Instructions to follow: Swap "Confirm compliance" for "Verify compliance" throughout the lines that open with the one containing "Audit checkpoint: the ground" and close with the one containing "124 28 141 148", leaving everything else unchanged. Give back only those lines.

+++ Given records

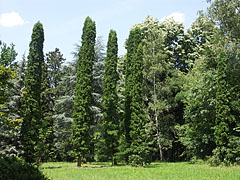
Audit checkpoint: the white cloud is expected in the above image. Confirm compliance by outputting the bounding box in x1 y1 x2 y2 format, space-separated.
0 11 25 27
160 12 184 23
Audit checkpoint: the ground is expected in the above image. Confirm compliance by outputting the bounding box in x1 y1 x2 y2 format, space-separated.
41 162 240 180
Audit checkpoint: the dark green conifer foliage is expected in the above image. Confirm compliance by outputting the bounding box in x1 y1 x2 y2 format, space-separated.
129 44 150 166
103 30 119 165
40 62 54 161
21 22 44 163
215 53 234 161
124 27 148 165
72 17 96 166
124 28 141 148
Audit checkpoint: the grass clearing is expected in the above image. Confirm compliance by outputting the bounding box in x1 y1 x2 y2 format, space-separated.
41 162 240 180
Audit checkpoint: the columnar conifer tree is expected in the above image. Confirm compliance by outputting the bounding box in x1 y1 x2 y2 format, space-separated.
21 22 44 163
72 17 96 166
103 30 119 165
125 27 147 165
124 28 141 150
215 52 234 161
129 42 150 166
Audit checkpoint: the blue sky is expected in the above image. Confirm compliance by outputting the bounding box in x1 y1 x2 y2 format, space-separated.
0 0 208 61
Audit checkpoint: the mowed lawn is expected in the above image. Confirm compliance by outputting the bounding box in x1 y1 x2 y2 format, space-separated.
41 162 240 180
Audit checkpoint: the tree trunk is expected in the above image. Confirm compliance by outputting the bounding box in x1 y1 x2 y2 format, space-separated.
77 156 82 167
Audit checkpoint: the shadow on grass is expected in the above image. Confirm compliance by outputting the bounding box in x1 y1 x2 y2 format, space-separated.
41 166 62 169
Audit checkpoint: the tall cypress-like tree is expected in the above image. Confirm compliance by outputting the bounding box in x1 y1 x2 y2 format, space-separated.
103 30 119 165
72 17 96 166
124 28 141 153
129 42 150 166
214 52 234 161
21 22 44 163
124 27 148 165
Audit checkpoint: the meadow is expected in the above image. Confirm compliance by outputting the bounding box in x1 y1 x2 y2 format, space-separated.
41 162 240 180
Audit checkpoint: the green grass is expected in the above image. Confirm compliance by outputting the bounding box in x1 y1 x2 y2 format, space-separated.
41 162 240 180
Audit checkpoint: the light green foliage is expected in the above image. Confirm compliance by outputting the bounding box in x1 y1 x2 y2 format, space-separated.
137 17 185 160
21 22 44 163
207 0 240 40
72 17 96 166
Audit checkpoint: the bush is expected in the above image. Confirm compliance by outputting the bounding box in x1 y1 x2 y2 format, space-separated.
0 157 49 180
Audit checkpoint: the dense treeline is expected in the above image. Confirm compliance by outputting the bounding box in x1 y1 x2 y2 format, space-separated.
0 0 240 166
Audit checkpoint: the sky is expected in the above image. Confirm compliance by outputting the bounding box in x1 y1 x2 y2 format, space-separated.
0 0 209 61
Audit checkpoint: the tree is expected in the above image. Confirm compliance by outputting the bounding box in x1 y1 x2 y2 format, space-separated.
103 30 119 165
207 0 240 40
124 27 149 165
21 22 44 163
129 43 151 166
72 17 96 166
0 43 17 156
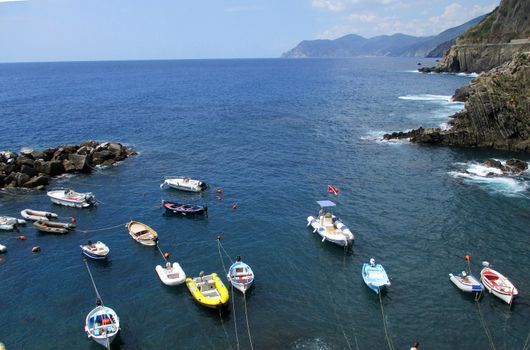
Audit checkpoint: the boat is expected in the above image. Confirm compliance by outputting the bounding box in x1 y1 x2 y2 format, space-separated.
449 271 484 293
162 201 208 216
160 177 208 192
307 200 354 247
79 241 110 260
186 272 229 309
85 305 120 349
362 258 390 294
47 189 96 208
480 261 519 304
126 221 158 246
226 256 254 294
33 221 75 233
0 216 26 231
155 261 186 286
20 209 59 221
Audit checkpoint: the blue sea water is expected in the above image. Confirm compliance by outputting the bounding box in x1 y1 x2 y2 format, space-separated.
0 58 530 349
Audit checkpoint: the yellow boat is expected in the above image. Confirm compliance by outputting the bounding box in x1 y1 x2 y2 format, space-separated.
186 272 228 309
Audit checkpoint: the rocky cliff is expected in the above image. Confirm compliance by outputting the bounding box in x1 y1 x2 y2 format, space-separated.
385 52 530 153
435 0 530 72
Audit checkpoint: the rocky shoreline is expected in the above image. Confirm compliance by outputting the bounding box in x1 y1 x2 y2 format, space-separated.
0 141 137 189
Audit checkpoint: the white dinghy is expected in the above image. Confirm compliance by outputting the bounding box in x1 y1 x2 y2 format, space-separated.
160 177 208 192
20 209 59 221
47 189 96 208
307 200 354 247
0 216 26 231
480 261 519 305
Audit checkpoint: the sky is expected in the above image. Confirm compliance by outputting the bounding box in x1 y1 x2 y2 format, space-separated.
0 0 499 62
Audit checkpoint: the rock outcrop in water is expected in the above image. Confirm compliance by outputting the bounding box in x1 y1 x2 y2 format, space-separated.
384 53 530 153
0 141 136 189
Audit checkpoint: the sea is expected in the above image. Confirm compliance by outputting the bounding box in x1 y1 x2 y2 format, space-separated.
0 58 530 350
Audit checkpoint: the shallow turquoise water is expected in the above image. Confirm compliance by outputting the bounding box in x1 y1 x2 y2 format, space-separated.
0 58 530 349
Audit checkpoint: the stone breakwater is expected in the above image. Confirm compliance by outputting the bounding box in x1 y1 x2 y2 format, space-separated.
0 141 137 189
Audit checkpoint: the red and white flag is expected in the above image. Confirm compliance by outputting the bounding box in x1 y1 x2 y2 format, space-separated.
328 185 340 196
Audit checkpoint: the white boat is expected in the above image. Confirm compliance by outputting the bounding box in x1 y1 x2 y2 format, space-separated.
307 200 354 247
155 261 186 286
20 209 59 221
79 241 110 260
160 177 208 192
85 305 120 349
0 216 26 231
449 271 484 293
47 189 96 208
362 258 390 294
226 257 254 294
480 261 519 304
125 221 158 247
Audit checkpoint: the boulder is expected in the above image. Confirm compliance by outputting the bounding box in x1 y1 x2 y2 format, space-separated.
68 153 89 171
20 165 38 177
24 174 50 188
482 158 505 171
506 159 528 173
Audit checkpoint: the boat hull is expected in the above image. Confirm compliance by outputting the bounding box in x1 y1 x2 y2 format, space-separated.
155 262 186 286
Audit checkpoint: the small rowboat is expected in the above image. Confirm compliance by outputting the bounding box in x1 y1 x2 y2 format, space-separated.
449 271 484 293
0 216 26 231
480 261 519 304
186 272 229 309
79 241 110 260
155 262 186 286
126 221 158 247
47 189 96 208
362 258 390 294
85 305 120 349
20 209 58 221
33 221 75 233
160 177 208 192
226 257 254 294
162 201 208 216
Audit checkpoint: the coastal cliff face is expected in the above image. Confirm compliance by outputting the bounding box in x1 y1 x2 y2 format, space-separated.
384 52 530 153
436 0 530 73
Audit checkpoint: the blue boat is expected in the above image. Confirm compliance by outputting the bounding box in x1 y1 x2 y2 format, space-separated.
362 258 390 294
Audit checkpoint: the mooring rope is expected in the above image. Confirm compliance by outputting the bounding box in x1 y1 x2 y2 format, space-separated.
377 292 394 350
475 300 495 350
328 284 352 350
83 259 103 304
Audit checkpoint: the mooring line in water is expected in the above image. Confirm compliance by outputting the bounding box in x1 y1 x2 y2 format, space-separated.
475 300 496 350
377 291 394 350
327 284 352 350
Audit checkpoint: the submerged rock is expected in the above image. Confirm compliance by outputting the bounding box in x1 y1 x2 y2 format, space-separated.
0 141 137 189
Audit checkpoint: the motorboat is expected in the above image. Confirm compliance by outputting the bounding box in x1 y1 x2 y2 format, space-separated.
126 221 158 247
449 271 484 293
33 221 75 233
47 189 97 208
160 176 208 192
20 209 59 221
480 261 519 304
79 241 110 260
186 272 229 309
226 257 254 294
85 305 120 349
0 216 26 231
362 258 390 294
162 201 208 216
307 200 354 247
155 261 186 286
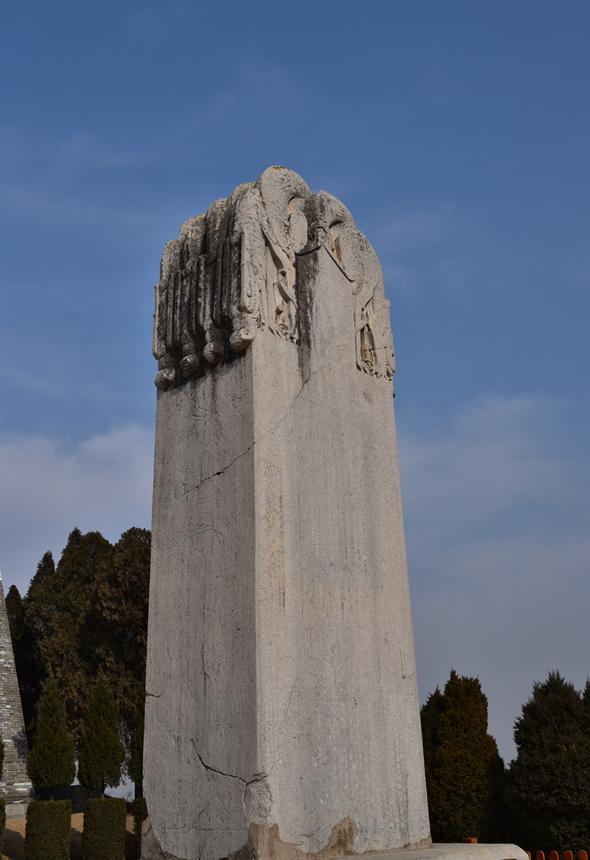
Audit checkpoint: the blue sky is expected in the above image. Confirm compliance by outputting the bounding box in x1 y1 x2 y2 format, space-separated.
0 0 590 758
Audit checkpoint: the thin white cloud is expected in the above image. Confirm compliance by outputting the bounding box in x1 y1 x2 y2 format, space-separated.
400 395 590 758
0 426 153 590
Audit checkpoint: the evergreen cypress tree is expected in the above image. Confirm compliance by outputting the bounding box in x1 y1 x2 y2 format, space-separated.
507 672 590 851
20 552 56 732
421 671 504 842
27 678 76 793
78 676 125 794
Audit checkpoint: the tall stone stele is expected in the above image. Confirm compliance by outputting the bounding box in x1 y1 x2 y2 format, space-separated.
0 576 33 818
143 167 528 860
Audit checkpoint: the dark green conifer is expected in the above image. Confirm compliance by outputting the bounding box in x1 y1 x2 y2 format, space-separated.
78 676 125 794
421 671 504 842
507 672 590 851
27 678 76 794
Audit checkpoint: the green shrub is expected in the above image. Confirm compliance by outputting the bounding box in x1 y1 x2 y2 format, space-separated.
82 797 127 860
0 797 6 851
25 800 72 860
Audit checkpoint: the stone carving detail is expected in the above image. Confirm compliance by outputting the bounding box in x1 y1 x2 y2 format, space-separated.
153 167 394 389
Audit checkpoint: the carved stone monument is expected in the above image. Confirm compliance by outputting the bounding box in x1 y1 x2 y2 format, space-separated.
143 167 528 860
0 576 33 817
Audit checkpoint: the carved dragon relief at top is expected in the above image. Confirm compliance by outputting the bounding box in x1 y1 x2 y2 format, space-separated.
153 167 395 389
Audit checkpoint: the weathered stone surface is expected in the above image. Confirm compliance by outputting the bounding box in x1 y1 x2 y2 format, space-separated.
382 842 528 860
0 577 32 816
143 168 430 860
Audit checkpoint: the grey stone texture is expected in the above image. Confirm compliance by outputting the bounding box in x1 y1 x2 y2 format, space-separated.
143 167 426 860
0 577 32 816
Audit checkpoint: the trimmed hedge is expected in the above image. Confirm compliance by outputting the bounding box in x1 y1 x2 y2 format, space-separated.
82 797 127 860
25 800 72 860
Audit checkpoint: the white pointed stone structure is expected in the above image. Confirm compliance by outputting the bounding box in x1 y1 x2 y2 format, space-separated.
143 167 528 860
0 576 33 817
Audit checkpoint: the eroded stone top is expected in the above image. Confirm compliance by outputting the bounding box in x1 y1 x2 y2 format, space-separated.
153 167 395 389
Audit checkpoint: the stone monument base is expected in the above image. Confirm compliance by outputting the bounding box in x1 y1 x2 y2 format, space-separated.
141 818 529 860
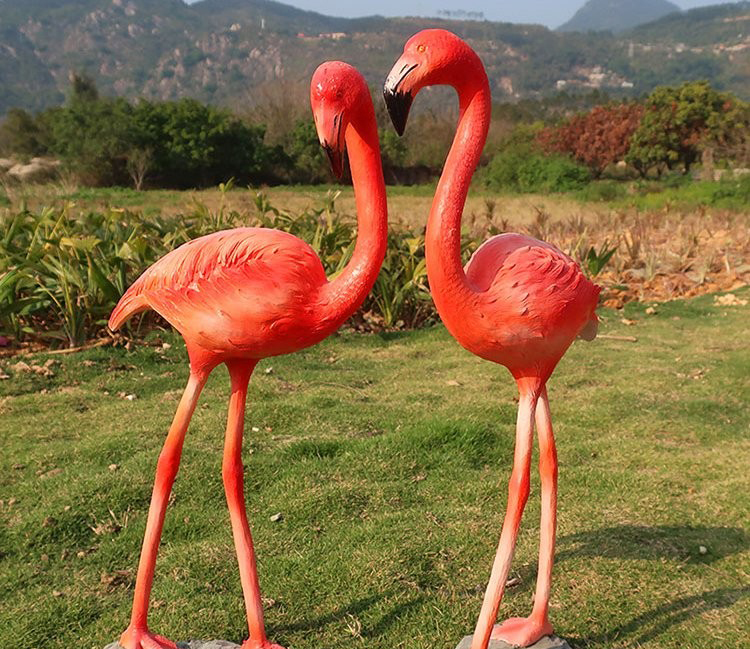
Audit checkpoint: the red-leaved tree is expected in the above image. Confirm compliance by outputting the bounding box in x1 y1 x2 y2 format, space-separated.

++++++

The response:
Audit checkpoint: the ground is expected in the above image. Verify compliance by outputting the bounding box in x1 y1 x2 y2 format, space-separated.
41 162 240 180
Audit checkpoint: the dark green conifer foliage is expected in the above image. Verify compliance by outputting the bounding box in x1 y1 x2 y2 format, space-separated.
129 44 150 166
103 30 119 165
40 62 54 161
21 22 44 163
215 53 234 161
124 27 148 165
72 17 96 166
124 28 141 148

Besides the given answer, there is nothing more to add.